__Written instruction A__: In the Voice Design API reference, which region is supported for the International deployment scope?

__Passage provided__:
────────────────────────────────────────
Voice Design HTTP API reference - Alibaba Cloud Model Studio

Use the Voice Design HTTP API to create, list, query, and delete custom voices.

Endpoint

International

If you select the International deployment scope, model inference compute resources are dynamically scheduled worldwide, excluding the Chinese mainland. Static data is stored in your selected region. Supported region: Singapore.

POST https://dashscope-intl.aliyuncs.com/api/v1/services/audio/tts/customization

Chinese mainland

If you select the Chinese mainland deployment scope, model inference compute resources are restricted to the Chinese mainland. Static data is stored in your selected region. Supported region: China (Beijing).

POST https://dashscope.aliyuncs.com/api/v1/services/audio/tts/customization

Request headers

Parameter	Type	Required	Description
Authorization	string	Yes	Authorization token in the format `Bearer <your_api_key>`. Replace `<your_api_key>` with your actual API key.
Content-Type	string	Yes	Media type of the request body. Set to `application/json`.
────────────────────────────────────────
__Excerpted data__:

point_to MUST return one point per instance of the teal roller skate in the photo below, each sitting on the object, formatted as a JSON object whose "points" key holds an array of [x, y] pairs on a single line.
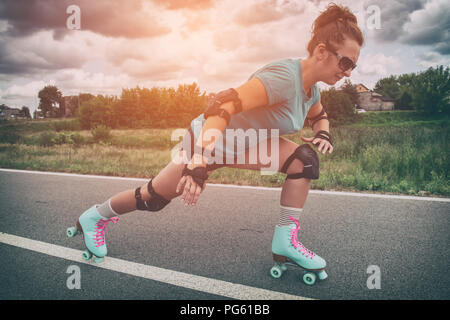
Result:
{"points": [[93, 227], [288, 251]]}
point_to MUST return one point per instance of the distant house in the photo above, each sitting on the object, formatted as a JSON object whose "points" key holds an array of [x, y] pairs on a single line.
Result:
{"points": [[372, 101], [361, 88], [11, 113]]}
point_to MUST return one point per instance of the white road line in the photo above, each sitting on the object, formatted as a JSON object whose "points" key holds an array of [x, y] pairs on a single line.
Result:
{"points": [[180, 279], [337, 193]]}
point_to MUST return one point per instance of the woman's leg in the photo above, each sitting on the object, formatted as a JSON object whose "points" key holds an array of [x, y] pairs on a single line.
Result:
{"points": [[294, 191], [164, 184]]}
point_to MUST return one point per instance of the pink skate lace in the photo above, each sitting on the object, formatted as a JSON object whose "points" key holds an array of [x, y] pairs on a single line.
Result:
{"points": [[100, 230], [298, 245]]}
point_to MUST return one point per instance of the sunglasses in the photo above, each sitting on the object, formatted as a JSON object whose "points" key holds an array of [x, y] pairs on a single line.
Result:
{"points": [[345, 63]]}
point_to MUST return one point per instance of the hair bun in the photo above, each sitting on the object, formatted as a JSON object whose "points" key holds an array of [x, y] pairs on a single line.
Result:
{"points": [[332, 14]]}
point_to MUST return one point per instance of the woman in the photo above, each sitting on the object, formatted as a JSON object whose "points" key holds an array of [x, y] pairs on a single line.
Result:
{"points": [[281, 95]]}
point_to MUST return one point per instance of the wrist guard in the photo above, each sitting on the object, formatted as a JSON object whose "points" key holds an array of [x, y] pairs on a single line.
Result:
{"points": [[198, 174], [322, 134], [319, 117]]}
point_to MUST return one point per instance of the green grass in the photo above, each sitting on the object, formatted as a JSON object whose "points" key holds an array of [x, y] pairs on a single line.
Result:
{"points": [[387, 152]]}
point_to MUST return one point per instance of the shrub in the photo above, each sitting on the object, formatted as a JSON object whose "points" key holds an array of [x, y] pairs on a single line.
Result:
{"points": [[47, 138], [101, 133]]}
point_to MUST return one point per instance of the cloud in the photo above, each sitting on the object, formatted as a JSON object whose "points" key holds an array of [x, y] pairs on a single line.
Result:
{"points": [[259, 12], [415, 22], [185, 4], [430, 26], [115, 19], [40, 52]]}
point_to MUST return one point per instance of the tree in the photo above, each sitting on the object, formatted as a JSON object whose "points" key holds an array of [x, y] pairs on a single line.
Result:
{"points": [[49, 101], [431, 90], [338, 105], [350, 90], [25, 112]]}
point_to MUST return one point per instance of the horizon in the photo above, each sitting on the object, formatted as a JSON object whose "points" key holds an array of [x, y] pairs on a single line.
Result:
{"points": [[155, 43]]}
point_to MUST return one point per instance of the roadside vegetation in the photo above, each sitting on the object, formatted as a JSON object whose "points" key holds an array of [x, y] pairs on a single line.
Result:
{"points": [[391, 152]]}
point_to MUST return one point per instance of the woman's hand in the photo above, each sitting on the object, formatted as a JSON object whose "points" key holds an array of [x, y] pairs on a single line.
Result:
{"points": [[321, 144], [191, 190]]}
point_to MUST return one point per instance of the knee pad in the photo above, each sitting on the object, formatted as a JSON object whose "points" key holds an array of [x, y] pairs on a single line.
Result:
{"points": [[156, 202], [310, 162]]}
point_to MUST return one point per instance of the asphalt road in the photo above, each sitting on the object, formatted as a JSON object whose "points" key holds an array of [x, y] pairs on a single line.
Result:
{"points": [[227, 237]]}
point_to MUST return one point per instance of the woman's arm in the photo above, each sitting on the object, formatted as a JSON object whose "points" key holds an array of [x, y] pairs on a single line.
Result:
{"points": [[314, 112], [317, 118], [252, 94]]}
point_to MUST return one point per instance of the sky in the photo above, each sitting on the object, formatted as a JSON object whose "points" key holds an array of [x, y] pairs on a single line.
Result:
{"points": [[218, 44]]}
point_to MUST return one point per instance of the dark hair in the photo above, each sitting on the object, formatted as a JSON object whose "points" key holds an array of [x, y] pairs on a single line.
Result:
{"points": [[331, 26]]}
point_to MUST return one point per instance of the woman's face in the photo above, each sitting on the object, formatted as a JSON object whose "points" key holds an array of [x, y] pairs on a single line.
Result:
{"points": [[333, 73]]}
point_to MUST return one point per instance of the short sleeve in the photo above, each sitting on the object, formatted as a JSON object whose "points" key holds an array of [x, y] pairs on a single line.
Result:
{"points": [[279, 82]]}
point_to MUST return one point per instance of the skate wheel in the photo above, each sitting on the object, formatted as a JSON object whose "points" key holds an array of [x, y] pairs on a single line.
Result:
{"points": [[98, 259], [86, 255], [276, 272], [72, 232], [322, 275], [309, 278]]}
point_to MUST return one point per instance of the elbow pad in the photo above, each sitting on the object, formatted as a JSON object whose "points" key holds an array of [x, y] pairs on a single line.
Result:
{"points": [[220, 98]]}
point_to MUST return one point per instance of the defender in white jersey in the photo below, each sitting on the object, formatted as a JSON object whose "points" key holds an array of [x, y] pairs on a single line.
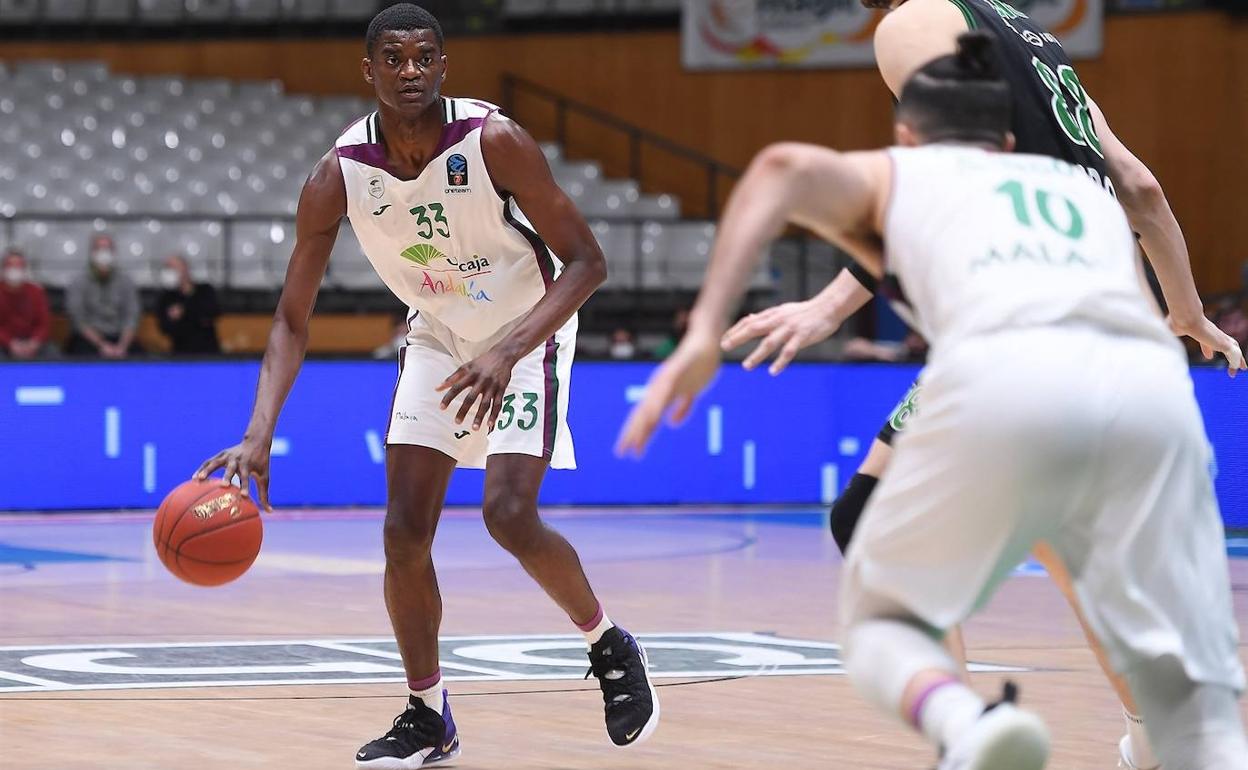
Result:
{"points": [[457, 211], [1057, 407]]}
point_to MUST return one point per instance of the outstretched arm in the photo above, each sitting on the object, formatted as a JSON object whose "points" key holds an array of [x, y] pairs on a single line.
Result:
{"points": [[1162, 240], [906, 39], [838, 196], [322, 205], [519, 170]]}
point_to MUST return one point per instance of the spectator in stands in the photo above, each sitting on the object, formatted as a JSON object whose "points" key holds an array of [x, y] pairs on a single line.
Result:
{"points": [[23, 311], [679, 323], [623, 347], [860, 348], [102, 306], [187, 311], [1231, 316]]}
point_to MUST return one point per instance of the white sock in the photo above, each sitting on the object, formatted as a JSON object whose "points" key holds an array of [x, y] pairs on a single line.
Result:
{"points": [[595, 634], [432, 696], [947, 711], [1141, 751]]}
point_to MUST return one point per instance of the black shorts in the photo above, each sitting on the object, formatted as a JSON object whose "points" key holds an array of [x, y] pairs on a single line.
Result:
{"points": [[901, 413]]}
────────────────────────────────────────
__Written instruction B__: Pull out every line of the entries that contains the string "roller".

__Written answer A__: Singapore.

__Written answer B__:
point_to MUST return one point per instance of the teal roller skate in the photo below, each sitting on the object, formatted as a JSON object whose "points" key holds an array of [x, y] pairs on a single line.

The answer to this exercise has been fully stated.